─── Data extract

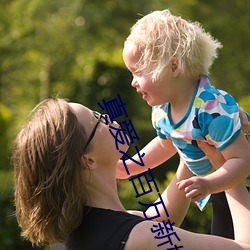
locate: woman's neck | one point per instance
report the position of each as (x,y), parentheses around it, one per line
(102,188)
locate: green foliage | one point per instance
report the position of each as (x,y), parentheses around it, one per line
(9,231)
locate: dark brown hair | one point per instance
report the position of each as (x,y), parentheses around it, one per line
(49,179)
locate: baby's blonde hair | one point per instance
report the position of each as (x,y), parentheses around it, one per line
(161,36)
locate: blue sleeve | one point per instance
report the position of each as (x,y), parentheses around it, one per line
(219,120)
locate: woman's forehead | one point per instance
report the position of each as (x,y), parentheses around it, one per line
(82,113)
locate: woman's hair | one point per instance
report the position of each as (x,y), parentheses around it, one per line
(49,180)
(160,36)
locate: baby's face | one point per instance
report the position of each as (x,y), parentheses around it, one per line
(154,93)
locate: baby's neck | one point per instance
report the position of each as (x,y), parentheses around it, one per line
(180,105)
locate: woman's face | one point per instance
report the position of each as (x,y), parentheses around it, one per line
(103,143)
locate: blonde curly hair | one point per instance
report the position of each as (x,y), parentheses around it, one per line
(49,179)
(160,36)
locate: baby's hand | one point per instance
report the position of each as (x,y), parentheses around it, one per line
(121,171)
(194,187)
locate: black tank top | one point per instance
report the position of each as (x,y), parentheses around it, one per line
(102,229)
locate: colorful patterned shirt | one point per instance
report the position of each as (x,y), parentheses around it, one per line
(213,115)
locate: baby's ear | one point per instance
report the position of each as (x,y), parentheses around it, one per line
(175,66)
(89,161)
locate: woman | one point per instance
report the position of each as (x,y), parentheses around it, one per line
(65,188)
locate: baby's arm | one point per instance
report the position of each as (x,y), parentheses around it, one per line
(156,152)
(233,172)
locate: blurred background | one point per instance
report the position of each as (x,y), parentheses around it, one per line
(72,48)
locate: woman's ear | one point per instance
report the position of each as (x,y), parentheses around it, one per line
(175,66)
(90,161)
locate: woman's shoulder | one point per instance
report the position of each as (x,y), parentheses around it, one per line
(154,235)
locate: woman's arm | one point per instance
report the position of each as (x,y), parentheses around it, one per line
(155,153)
(174,199)
(143,237)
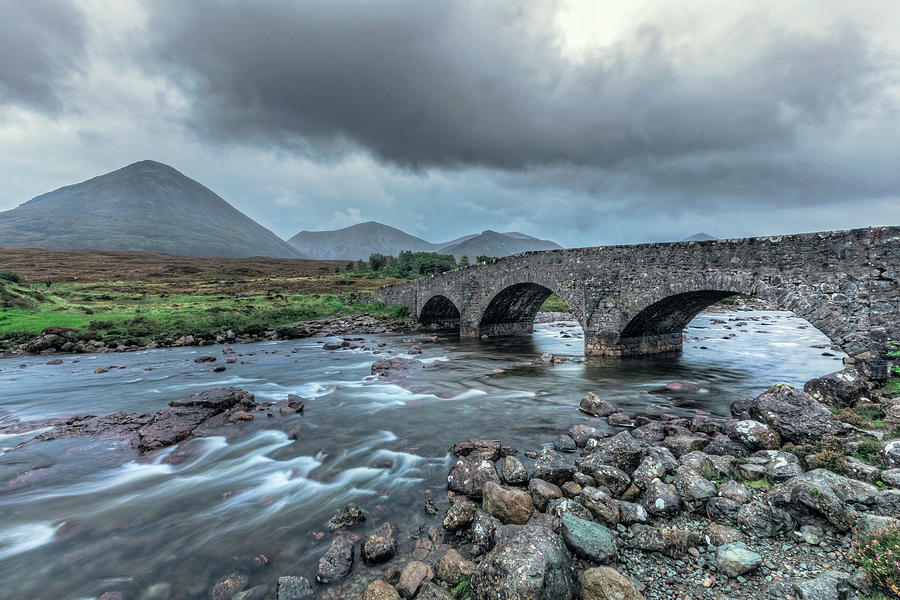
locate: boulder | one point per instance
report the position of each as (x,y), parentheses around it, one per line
(510,505)
(337,562)
(460,514)
(531,563)
(293,588)
(470,473)
(841,388)
(794,414)
(412,577)
(754,435)
(672,542)
(593,405)
(736,559)
(380,590)
(349,516)
(661,499)
(542,492)
(380,545)
(588,539)
(453,567)
(513,471)
(553,466)
(604,583)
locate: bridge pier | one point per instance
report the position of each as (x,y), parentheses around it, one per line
(612,345)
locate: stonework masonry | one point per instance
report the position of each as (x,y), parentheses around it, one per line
(634,300)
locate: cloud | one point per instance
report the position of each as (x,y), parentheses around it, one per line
(41,44)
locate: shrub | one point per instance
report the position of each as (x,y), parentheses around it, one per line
(10,277)
(878,554)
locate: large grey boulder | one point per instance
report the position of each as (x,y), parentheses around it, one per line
(794,414)
(531,563)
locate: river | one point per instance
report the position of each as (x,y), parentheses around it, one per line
(82,516)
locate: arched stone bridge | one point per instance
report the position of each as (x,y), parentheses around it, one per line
(633,300)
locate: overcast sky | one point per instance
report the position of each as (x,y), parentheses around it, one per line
(582,122)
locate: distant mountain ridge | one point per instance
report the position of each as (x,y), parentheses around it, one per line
(146,206)
(359,241)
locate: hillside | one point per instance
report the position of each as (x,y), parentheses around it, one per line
(146,206)
(358,242)
(491,243)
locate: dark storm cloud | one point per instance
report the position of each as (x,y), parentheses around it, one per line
(450,84)
(41,43)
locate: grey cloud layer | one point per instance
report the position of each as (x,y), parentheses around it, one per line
(41,43)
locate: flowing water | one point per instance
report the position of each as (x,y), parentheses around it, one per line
(82,516)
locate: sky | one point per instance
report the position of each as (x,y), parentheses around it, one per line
(587,123)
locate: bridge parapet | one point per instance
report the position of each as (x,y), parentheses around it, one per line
(633,300)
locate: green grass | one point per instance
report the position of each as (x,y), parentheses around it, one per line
(114,312)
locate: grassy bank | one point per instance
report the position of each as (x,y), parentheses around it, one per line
(140,312)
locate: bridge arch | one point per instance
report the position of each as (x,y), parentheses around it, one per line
(439,310)
(510,309)
(655,318)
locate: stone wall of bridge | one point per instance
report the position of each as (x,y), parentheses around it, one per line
(637,299)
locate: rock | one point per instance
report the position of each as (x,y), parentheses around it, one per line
(611,478)
(553,466)
(412,577)
(830,585)
(723,510)
(542,491)
(337,562)
(794,414)
(672,542)
(695,491)
(593,405)
(661,499)
(392,368)
(630,513)
(564,443)
(380,590)
(470,474)
(460,515)
(604,583)
(754,435)
(588,539)
(293,588)
(582,433)
(484,530)
(682,387)
(349,516)
(736,559)
(453,567)
(380,545)
(722,445)
(486,449)
(513,471)
(717,534)
(430,591)
(507,504)
(841,388)
(601,505)
(228,586)
(621,451)
(531,563)
(890,454)
(763,520)
(682,444)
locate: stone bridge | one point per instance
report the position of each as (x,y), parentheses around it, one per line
(633,300)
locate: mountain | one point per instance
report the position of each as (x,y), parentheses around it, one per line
(491,243)
(699,237)
(358,242)
(146,206)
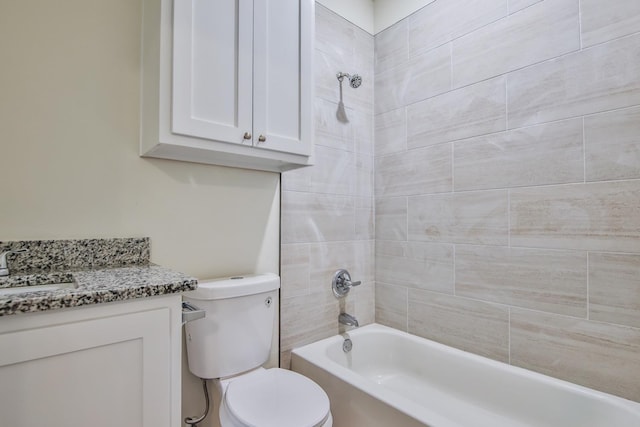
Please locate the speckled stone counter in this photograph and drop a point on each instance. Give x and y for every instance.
(91, 284)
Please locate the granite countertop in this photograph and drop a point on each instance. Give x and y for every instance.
(98, 270)
(94, 287)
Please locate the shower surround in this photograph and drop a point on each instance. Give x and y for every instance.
(507, 187)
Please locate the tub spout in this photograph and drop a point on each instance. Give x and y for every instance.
(347, 319)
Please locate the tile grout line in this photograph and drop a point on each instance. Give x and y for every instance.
(509, 334)
(509, 218)
(580, 23)
(588, 290)
(506, 102)
(453, 167)
(454, 270)
(584, 152)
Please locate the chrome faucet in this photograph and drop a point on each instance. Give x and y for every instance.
(4, 269)
(342, 283)
(347, 319)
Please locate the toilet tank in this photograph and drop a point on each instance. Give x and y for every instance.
(235, 335)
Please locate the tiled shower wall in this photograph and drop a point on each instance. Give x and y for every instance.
(507, 183)
(327, 209)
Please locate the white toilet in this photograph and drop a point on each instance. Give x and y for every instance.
(233, 341)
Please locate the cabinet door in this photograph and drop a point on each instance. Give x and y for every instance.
(113, 371)
(283, 84)
(212, 69)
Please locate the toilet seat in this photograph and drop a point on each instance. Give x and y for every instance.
(276, 398)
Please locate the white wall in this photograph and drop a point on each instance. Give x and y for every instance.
(69, 128)
(374, 16)
(388, 12)
(358, 12)
(69, 125)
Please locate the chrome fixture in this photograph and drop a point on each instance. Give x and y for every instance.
(4, 269)
(341, 283)
(347, 319)
(347, 345)
(194, 421)
(190, 312)
(355, 80)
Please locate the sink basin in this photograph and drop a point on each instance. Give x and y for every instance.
(28, 289)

──────

--- Exercise brief ---
Restate each entry word for word, please, but drop any images it holds.

--- Response to this task ---
locate: woman's neck | one point per instance
report the position of each as (x,y), parentheses around it, one per line
(102,188)
locate: green foliage | one point per instance
report the position of each as (x,y), parentheses around it, one per line
(9,231)
locate: dark brown hair | one point per instance
report the position of each as (x,y), parentheses around it, one per line
(49,179)
locate: baby's blonde hair | one point per instance
report the position of each as (x,y), parentheses around it, one per line
(161,36)
locate: blue sleeve | one point per instance
report the position of each as (x,y), parentheses around it, one per line
(219,120)
locate: woman's forehead | one point per instance
report the position of each as (x,y), parentheses around it, one per line
(82,113)
locate: woman's hair | one point per instance
report the position of each as (x,y), parentheses around it, one per line
(49,180)
(160,36)
locate: baby's face | one point per instance
report the position of each as (x,y), parentheses around it, one per line
(154,93)
locate: baby's neck | one point per instance
report the position of each as (x,y), parentheses around it, one per line
(180,105)
locate: woman's face | one point per instance
report the position of each as (x,y), parentheses around it, one per line
(103,143)
locate: blonde curly hair | one point per instance
report the position of each as (x,y), parentheses around it, one per line
(49,179)
(160,36)
locate: baby's hand | one point per instance
report the position of each as (x,y), parentheses around it, one per line
(121,171)
(194,187)
locate: black tank top | one point per instance
report the position of each as (x,y), parentheses around it, one per line
(102,229)
locate: colorful patterned shirt | one point per instance
report the position of each as (x,y), parentheses around it, one per line
(213,115)
locate: baby's ear | one point per instance
report the position of each as (x,y), parentheses around it, one per line
(175,66)
(89,161)
locate: woman | one point per instance
report the position of each as (x,y), parentheses around it, one per line
(65,188)
locate: baby's arm | one point per instance
report the position of each as (x,y), parentheses around it, one per line
(156,152)
(233,172)
locate: blurred background | one point per instance
report the position of each as (x,y), parentheses around it, one per line
(72,48)
locate: woman's ear | one point per instance
report the position of each as (x,y), parentheses around it, one per line
(175,66)
(90,161)
locate: woman's shoulder | one point per instance
report the position of each as (x,y), parentheses around it, one per line
(154,235)
locate: woman's arm | one point per instance
report the position of each as (x,y), parentheses around it, one per line
(155,153)
(174,199)
(143,237)
locate: boulder | one point per instance
report the position of each as (x,y), parentheses around it, one per line
(510,505)
(337,562)
(460,514)
(531,563)
(293,588)
(470,473)
(841,388)
(794,414)
(412,577)
(754,435)
(672,542)
(593,405)
(736,559)
(380,590)
(349,516)
(661,499)
(542,492)
(380,545)
(588,539)
(453,567)
(513,471)
(553,466)
(604,583)
locate: bridge pier | one point per instance
report the position of each as (x,y), parentheses around it, one per line
(612,345)
locate: stonework masonry | one point per instance
report the position of each as (x,y), parentheses around it, one per line
(634,300)
locate: cloud | one point per instance
report the position of each as (x,y), parentheses around it, one per line
(41,44)
locate: shrub | one point per instance
report the position of each as (x,y), parentheses around it, one per line
(10,277)
(878,554)
locate: large grey boulder | one point per instance
report the position of each as (x,y), parentheses around it, one per line
(794,414)
(531,563)
locate: river | one point per instance
report the position of each as (x,y), parentheses around it, one per line
(82,516)
locate: arched stone bridge | one point per instance
report the position of each as (x,y), parentheses around it, one per line
(633,300)
locate: overcast sky | one point per instance
report the position of each as (x,y), parentheses around it, one per line
(582,122)
locate: distant mountain ridge | one point per instance
report the position of each as (x,y), parentheses around it, one per line
(146,206)
(359,241)
locate: hillside | one point per instance
report the position of each as (x,y), parentheses around it, one per line
(146,206)
(358,242)
(491,243)
locate: dark storm cloud | one point per instance
report the position of each as (x,y), parentheses around it, one per line
(450,84)
(41,43)
locate: grey cloud layer | one point per instance
report the position of each as (x,y), parentheses around it, one per line
(41,43)
locate: flowing water | one point per instance
report the position of each as (x,y), parentheses around it, one per line
(82,516)
locate: sky | one point per instance
report the position of each as (x,y), parentheses around it, one per line
(587,123)
locate: bridge parapet | one point per instance
report the position of each as (x,y), parentheses around it, one per line
(633,300)
locate: green grass | one point per instance
report the position of each as (x,y), parentheses around it, one per line
(114,312)
locate: grassy bank | one point per instance
report the position of each as (x,y), parentheses around it, one per line
(140,312)
locate: bridge arch | one point per instance
report the position of each as (x,y), parentheses around it, one per line
(439,310)
(510,309)
(655,318)
locate: stone wall of bridge | one point per instance
report the position of each as (x,y), parentheses around it, one per line
(637,299)
locate: rock | one point per instance
report the position of each as (x,y), parentheses around it, one per line
(611,478)
(553,466)
(412,577)
(830,585)
(723,510)
(542,491)
(337,562)
(794,414)
(672,542)
(695,491)
(593,405)
(661,499)
(392,368)
(630,513)
(564,443)
(380,590)
(470,474)
(460,515)
(604,583)
(754,435)
(588,539)
(293,588)
(582,433)
(484,530)
(682,387)
(349,516)
(736,559)
(453,567)
(380,545)
(722,445)
(486,449)
(513,471)
(717,534)
(430,591)
(507,504)
(841,388)
(601,505)
(228,586)
(621,451)
(531,563)
(890,454)
(763,520)
(682,444)
locate: stone bridge | one point per instance
report the position of each as (x,y), parentheses around it, one per line
(633,300)
locate: mountain | one point per instance
report the position of each as (x,y), parentheses around it, one per line
(491,243)
(699,237)
(358,242)
(146,206)
Please locate the speckled stone counter in this photograph and drop a point on each instance. Give x and y for every instance.
(91, 284)
Please locate the granite countertop in this photograph and drop a point on each instance. Give x and y for every instance.
(98, 270)
(94, 287)
Please locate the shower surround in this photograph and drop a point on each instance. Give x and y for every instance.
(507, 187)
Please locate the tub spout in this photograph and drop a point on each instance. Give x and y for every instance.
(347, 319)
Please locate the tile grout line in this photograph and drop a point on each instance. Give x and y for every instance.
(509, 334)
(509, 218)
(580, 23)
(588, 290)
(506, 102)
(453, 167)
(454, 270)
(584, 152)
Please locate the chrome faucet in this photograph and drop a point on each instance. Give x and y for every instance.
(4, 269)
(342, 283)
(347, 319)
Please locate the toilet tank in this photograph and drop a point on each instance. Give x and y for every instance.
(235, 335)
Please locate the tiled shower wall in this photograph and drop a point on each instance. Give x and y for every instance.
(507, 183)
(327, 209)
Please locate the white toilet in this photograph and drop a point on each instance. Give x and y for every instance.
(233, 341)
Please locate the cabinet door in this photograph and drop a point on each instance. Give x and y for every instance.
(113, 371)
(283, 84)
(212, 69)
Please locate the toilet seat in this photograph and drop a point on each instance. Give x and y for every instance.
(276, 398)
Please locate the white wall in this photograph and drop a point on each instance. Give x and y for every instance.
(69, 128)
(374, 16)
(388, 12)
(358, 12)
(69, 125)
Please locate the chrome fixture in this photograph and drop a point on each instance. Give x and y for every instance.
(4, 269)
(341, 283)
(347, 319)
(347, 345)
(194, 421)
(190, 312)
(355, 80)
Please locate the sink basin in this photograph and drop a point on each instance. Give x and y for every instance.
(28, 289)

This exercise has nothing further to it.